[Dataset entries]

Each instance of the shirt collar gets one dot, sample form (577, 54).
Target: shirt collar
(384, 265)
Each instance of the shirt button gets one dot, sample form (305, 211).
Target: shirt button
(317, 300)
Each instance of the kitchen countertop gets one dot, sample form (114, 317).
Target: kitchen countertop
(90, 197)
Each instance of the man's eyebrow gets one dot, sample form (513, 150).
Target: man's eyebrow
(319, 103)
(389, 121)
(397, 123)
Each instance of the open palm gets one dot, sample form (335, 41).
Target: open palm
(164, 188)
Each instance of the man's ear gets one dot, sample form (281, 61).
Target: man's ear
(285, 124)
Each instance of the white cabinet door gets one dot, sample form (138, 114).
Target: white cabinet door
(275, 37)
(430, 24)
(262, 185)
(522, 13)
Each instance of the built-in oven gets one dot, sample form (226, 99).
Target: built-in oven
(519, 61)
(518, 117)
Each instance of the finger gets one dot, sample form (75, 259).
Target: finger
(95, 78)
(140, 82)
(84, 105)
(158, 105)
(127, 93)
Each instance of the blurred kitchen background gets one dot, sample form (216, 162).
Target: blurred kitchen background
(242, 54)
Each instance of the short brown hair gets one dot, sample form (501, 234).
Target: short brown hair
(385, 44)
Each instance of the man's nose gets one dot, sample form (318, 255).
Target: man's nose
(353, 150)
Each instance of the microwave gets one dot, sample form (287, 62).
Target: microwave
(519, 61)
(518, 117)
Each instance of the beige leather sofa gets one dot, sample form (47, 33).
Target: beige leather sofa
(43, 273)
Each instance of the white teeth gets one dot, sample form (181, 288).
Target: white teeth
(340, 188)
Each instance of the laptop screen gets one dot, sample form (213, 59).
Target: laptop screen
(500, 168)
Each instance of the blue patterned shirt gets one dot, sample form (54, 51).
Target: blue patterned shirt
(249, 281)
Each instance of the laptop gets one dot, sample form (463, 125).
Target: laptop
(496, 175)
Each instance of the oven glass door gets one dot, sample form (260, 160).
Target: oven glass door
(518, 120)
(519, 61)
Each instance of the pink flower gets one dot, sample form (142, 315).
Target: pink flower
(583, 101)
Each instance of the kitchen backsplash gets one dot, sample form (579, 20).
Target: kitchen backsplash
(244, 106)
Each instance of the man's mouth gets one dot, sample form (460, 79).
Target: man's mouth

→ Your goal
From the entries above, copy each line holding "mouth".

→ Your response
Each instance of the man's mouth gets one dot, sample form (460, 79).
Target: man's mouth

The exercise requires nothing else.